▶ [TEXT SECTION]:
[BEGIN]

Teachers in western mathematics need to ensure Indigenous Australian students are being actively engaged while ensuring that their culture is acknowledged (Warren & Miller, 2013, p. 152). “
Indigenous Australian learners’ mathematics are intertwined with relationships, land, family and nature and can be a contributing factor for misunderstandings in the mathematics” (Siemon, 2015, pg91). It is important for teachers to develop an awareness of Indigenous Australian culture and focus on the needs of ALL students, gaining background knowledge and connections (Siemon, 2015, pg 91). When utilizing an approach
to teaching Indigenous Australian students, teachers need to support and develop awareness on appropriate successful teaching strategies that encourage motivation and connections to new learnings (Warren & Miller, 2013).

[END]

▶ [REQUEST 1]:
In the passage on teaching math to Indigenous Australian students, what are these learners' mathematics intertwined with?
▶ [REQUEST 2]:
Rewrite part of the passage on teaching math to Indigenous Australian students, putting "heritage" in place of "culture". Begin at the words "Teachers in western" and stop after "(Warren & Miller, 2013).".

▶ [ENTRIES SHOWN]:
[BEGIN]

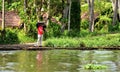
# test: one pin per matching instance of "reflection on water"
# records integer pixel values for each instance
(58, 60)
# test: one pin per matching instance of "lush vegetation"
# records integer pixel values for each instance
(105, 34)
(94, 66)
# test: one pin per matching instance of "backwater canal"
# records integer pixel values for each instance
(58, 60)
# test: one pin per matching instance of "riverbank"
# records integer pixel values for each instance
(103, 41)
(98, 41)
(30, 46)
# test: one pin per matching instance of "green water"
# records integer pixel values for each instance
(58, 60)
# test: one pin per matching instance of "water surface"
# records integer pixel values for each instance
(58, 60)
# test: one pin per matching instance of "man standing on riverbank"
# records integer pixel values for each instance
(40, 30)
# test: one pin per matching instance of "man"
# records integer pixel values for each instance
(40, 30)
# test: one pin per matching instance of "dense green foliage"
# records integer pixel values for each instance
(75, 17)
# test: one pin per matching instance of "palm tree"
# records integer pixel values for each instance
(91, 17)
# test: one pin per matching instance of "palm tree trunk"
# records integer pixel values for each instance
(69, 15)
(3, 16)
(115, 12)
(91, 17)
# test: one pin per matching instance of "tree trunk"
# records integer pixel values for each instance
(3, 15)
(69, 15)
(115, 12)
(48, 12)
(25, 10)
(119, 8)
(91, 17)
(75, 17)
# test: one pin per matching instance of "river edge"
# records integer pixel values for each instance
(30, 46)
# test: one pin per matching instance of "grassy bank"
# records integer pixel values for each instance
(106, 40)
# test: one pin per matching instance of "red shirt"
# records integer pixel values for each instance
(40, 30)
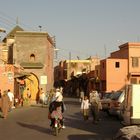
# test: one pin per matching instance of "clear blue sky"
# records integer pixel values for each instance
(83, 27)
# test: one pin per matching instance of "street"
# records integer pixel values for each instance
(31, 123)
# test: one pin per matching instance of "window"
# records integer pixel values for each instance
(135, 62)
(117, 64)
(32, 57)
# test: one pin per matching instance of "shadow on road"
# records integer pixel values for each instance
(35, 127)
(86, 137)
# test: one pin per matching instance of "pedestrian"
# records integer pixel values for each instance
(11, 97)
(95, 106)
(0, 94)
(5, 104)
(57, 102)
(42, 97)
(37, 96)
(81, 95)
(28, 96)
(85, 107)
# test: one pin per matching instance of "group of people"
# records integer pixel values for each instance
(91, 104)
(6, 102)
(56, 108)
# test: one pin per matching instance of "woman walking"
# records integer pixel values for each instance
(85, 107)
(5, 104)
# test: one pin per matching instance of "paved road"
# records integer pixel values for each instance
(31, 123)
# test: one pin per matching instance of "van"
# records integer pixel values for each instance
(131, 105)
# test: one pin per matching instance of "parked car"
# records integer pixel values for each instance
(105, 101)
(115, 104)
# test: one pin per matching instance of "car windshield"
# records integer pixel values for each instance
(116, 95)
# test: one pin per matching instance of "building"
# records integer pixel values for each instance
(121, 68)
(32, 53)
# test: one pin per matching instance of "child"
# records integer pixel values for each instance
(85, 107)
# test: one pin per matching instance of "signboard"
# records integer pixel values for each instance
(43, 80)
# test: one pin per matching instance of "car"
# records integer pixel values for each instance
(115, 104)
(105, 101)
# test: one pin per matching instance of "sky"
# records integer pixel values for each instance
(82, 28)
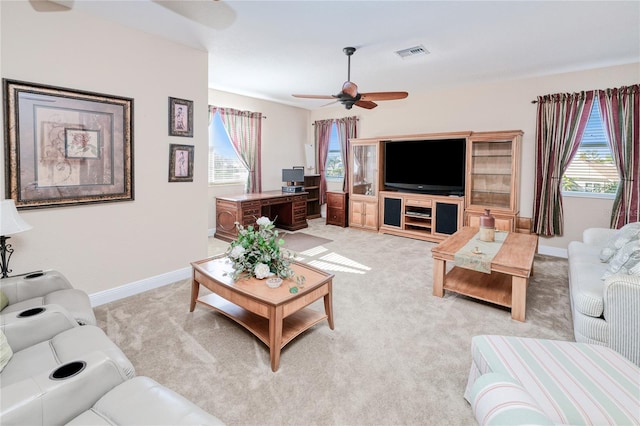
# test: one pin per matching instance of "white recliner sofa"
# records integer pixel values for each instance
(604, 288)
(55, 371)
(45, 288)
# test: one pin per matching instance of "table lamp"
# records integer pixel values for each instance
(10, 223)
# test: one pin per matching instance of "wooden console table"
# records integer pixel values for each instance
(289, 210)
(507, 283)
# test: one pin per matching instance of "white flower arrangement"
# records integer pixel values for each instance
(258, 253)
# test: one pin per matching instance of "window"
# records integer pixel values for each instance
(592, 170)
(224, 165)
(335, 166)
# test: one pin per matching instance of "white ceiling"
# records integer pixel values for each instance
(272, 49)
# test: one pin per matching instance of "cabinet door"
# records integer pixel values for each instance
(364, 170)
(363, 214)
(370, 215)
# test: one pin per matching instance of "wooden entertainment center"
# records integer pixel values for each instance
(492, 181)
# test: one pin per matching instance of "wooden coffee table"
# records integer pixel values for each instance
(506, 285)
(275, 316)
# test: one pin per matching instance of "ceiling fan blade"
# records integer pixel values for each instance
(383, 96)
(330, 103)
(51, 5)
(314, 96)
(350, 88)
(366, 104)
(214, 14)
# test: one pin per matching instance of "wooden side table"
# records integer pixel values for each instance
(337, 208)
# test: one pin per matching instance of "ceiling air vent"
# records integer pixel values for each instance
(412, 51)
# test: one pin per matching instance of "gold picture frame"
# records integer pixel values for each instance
(66, 147)
(181, 163)
(180, 117)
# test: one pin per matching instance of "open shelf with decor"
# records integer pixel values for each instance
(312, 186)
(493, 177)
(421, 216)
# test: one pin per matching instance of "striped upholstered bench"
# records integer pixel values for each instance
(517, 380)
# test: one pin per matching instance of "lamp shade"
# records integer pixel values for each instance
(10, 220)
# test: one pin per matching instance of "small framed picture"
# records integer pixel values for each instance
(180, 117)
(180, 163)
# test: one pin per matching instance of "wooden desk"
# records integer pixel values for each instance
(289, 210)
(274, 315)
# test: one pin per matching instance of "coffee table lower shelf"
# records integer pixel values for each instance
(292, 326)
(494, 287)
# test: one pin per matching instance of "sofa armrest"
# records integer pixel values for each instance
(35, 325)
(41, 399)
(37, 284)
(498, 399)
(621, 310)
(597, 236)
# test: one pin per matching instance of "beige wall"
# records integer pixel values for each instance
(102, 246)
(504, 105)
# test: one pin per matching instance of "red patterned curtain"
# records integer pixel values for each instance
(322, 136)
(621, 116)
(561, 119)
(245, 132)
(347, 130)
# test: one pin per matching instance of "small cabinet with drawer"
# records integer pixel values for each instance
(337, 208)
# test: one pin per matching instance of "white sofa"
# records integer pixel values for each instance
(54, 370)
(604, 286)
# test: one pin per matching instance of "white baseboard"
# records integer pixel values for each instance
(126, 290)
(553, 251)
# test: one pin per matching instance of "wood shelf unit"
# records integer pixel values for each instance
(312, 186)
(493, 177)
(364, 183)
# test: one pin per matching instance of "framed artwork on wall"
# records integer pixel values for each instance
(180, 163)
(66, 147)
(180, 117)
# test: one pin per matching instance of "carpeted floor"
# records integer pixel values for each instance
(300, 241)
(397, 356)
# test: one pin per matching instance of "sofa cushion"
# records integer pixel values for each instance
(585, 284)
(498, 399)
(572, 383)
(75, 301)
(625, 261)
(143, 401)
(629, 232)
(5, 351)
(4, 300)
(70, 345)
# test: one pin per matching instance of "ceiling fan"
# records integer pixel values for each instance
(349, 95)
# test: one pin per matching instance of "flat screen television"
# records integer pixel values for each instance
(434, 166)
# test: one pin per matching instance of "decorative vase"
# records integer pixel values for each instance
(274, 282)
(487, 226)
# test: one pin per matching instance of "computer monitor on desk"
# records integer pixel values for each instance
(292, 177)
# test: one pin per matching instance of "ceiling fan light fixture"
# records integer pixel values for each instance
(412, 51)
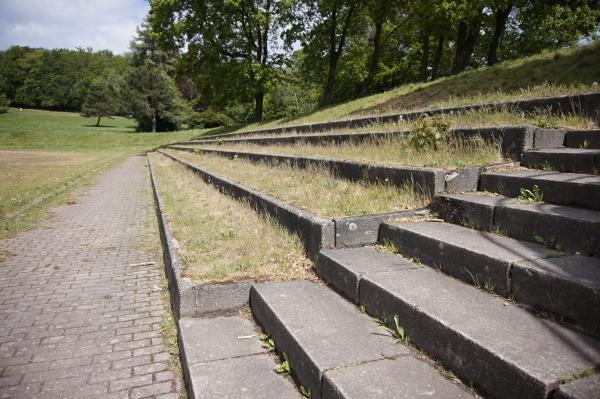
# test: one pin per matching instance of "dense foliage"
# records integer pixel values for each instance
(213, 62)
(53, 79)
(296, 54)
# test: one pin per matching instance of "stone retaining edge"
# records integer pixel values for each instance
(182, 296)
(315, 232)
(189, 299)
(578, 104)
(428, 180)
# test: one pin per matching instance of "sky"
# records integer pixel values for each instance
(99, 24)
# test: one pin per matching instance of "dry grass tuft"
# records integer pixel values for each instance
(313, 189)
(223, 240)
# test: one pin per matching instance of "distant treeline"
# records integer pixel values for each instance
(240, 52)
(54, 79)
(211, 62)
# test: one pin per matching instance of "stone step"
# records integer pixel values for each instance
(583, 139)
(563, 227)
(558, 188)
(337, 352)
(502, 349)
(533, 274)
(571, 160)
(222, 358)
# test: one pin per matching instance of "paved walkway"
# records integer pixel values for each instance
(78, 317)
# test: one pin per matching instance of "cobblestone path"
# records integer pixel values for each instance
(78, 314)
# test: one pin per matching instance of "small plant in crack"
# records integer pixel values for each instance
(397, 332)
(489, 286)
(305, 392)
(267, 342)
(549, 242)
(533, 195)
(474, 278)
(284, 367)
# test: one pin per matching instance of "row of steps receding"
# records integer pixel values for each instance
(500, 348)
(579, 153)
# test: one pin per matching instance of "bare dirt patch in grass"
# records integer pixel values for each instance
(221, 239)
(33, 181)
(313, 189)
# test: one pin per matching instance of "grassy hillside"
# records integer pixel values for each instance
(565, 71)
(67, 131)
(45, 156)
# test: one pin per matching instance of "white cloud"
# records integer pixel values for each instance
(99, 24)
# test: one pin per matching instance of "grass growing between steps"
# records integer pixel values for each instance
(478, 118)
(391, 150)
(312, 189)
(222, 240)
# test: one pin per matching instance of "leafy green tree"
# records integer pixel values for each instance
(102, 100)
(4, 103)
(232, 45)
(153, 98)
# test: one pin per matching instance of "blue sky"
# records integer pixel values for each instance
(100, 24)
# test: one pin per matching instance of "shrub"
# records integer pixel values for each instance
(428, 132)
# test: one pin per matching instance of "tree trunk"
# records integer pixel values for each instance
(437, 58)
(468, 33)
(461, 36)
(424, 57)
(259, 99)
(366, 87)
(335, 53)
(501, 17)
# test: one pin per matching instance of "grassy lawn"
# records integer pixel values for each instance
(208, 225)
(45, 155)
(314, 189)
(565, 71)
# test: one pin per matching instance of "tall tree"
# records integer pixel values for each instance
(153, 98)
(334, 19)
(102, 100)
(387, 17)
(227, 36)
(501, 10)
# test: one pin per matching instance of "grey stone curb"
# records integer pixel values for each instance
(190, 300)
(578, 104)
(182, 295)
(428, 180)
(354, 231)
(315, 232)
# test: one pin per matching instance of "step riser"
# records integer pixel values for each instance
(583, 138)
(426, 180)
(529, 282)
(469, 361)
(305, 370)
(470, 354)
(555, 192)
(570, 235)
(316, 233)
(569, 163)
(454, 260)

[END]

▶ [EXPECTED OUTPUT 1]:
Relationships, land, family and nature.

▶ [EXPECTED OUTPUT 2]:
Teachers in western mathematics need to ensure Indigenous Australian students are being actively engaged while ensuring that their heritage is acknowledged (Warren & Miller, 2013, p. 152). “
Indigenous Australian learners’ mathematics are intertwined with relationships, land, family and nature and can be a contributing factor for misunderstandings in the mathematics” (Siemon, 2015, pg91). It is important for teachers to develop an awareness of Indigenous Australian heritage and focus on the needs of ALL students, gaining background knowledge and connections (Siemon, 2015, pg 91). When utilizing an approach
to teaching Indigenous Australian students, teachers need to support and develop awareness on appropriate successful teaching strategies that encourage motivation and connections to new learnings (Warren & Miller, 2013).